__THE DATA__.
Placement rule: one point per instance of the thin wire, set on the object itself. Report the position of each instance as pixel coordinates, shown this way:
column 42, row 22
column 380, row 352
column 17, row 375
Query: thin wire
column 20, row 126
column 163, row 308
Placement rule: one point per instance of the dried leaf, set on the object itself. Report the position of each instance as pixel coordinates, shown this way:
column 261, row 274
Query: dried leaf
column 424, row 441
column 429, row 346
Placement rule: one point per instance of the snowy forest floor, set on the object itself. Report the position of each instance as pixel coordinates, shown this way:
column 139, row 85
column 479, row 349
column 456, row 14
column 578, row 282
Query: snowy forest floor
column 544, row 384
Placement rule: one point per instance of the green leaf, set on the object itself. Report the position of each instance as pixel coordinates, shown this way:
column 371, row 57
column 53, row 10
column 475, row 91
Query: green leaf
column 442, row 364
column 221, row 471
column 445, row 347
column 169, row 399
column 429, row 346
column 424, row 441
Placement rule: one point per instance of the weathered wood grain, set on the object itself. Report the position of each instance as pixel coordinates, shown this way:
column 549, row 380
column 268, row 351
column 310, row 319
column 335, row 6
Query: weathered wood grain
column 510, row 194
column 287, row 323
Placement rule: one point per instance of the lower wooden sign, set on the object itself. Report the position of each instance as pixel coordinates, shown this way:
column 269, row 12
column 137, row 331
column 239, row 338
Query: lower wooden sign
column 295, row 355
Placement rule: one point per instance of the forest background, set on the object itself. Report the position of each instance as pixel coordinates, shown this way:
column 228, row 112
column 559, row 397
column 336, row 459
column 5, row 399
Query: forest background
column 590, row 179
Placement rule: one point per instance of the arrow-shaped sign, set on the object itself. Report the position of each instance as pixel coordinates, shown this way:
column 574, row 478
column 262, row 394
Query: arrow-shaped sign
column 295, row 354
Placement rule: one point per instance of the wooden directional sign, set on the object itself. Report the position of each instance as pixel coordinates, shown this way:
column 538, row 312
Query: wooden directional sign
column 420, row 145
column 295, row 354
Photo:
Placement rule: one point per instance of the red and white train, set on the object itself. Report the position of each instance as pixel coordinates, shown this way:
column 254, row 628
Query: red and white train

__EXERCISE OBJECTIVE__. Go through the entries above and copy each line with "instance" in it.

__OUTPUT__.
Placement rule: one point per instance of the thin wire, set on the object itself. Report the position of each instance as pixel coordinates, shown this way:
Placement rule: one point per instance of the dried leaf, set on the object itself. Report the position of each instance as pixel coordinates, shown this way:
Placement rule: one point per instance of the snowy forest floor, set on the object itself. Report the position of each instance as pixel coordinates, shown this way:
Placement rule: one point per instance of the green leaf, set on the object itself. Report the position of each instance as pixel coordinates, shown this way:
Placement rule: one point per instance of the weathered wood grain, set on the object itself. Report the position of each instance as pixel coordinates, shown this way:
Placement rule: one point per instance of the lower wooden sign, set on the object itself. Report the position of each instance as pixel coordinates, shown this way:
Placement rule: one point per instance of the forest background, set on the object itself. Report the position of each instance as pixel coordinates, shown this way:
Placement rule: one point per instance of the arrow-shaped sign, set on the object itself. Report the position of each instance as pixel coordinates, shown this way:
Placement rule: one point per instance of the wooden directional sign, set on the object itself. Report the position of each instance as pixel coordinates, shown this way:
Placement rule: one point per instance of the red and white train, set on the object itself. Report the position of each instance as pixel coordinates, shown this way:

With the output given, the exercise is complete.